» **WHAT THE TASK ASKS**:
Transcribe word for word the lines below from the line with "Target: water" through the line with "Find the sky", ends included.

» **EXERCISE DATA**:
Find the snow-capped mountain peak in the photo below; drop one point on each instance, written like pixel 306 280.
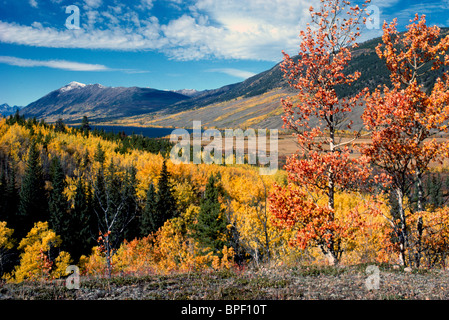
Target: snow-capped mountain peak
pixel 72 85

==

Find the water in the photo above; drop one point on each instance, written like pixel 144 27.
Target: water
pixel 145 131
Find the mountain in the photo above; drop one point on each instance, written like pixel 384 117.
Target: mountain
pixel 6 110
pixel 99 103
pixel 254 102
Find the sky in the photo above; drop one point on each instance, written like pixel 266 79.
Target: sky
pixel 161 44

» **EXERCISE RESPONSE**:
Target: water
pixel 145 131
Find the mountain in the photo above; drop one point on each instance, written like pixel 384 117.
Target: mountain
pixel 6 110
pixel 99 103
pixel 254 102
Find the sky in the photo above; drop one point on each instance, written like pixel 266 79.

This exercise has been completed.